▶ **The problem**
Copy the following lines word for word, leaving out the pictures.

* start Data to use *

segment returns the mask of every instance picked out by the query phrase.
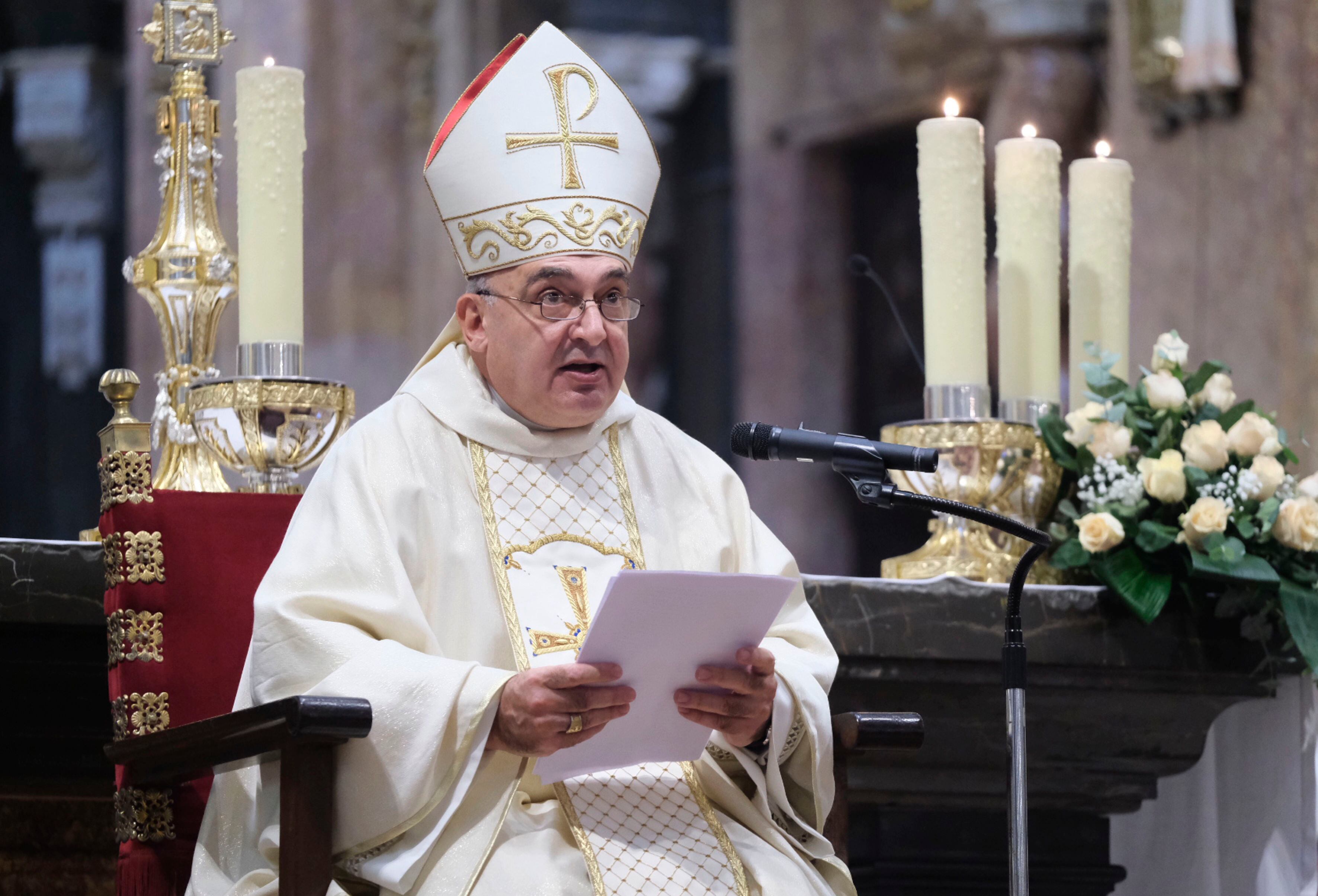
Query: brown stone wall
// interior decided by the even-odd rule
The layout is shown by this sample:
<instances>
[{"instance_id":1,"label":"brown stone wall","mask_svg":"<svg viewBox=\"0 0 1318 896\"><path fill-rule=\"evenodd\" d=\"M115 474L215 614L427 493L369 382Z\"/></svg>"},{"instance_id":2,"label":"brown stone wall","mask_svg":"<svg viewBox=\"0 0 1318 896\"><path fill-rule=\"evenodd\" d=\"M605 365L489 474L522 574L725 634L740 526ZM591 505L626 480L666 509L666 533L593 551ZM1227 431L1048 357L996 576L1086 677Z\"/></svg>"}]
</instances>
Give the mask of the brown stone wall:
<instances>
[{"instance_id":1,"label":"brown stone wall","mask_svg":"<svg viewBox=\"0 0 1318 896\"><path fill-rule=\"evenodd\" d=\"M1176 327L1191 358L1318 435L1318 5L1252 4L1243 111L1155 137L1136 108L1130 28L1112 4L1107 95L1115 154L1135 166L1131 353ZM1304 468L1318 455L1298 444ZM1318 441L1315 441L1318 444Z\"/></svg>"}]
</instances>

* end Data to use *

▶ **Solution**
segment returns the mask of every instance picked out by the query phrase.
Query: brown stone wall
// interior decided by the even-odd rule
The layout is shown by this sample:
<instances>
[{"instance_id":1,"label":"brown stone wall","mask_svg":"<svg viewBox=\"0 0 1318 896\"><path fill-rule=\"evenodd\" d=\"M115 474L215 614L427 493L369 382Z\"/></svg>"},{"instance_id":2,"label":"brown stone wall","mask_svg":"<svg viewBox=\"0 0 1318 896\"><path fill-rule=\"evenodd\" d=\"M605 365L489 474L522 574L725 634L740 526ZM591 505L626 480L666 509L666 533L593 551ZM1227 431L1048 357L996 576L1086 677Z\"/></svg>"}]
</instances>
Give the mask of the brown stone wall:
<instances>
[{"instance_id":1,"label":"brown stone wall","mask_svg":"<svg viewBox=\"0 0 1318 896\"><path fill-rule=\"evenodd\" d=\"M1176 327L1191 358L1318 435L1318 5L1252 4L1243 111L1155 137L1136 108L1130 28L1112 4L1107 95L1115 154L1135 166L1131 353ZM1304 468L1318 455L1298 444ZM1318 441L1315 441L1318 444Z\"/></svg>"}]
</instances>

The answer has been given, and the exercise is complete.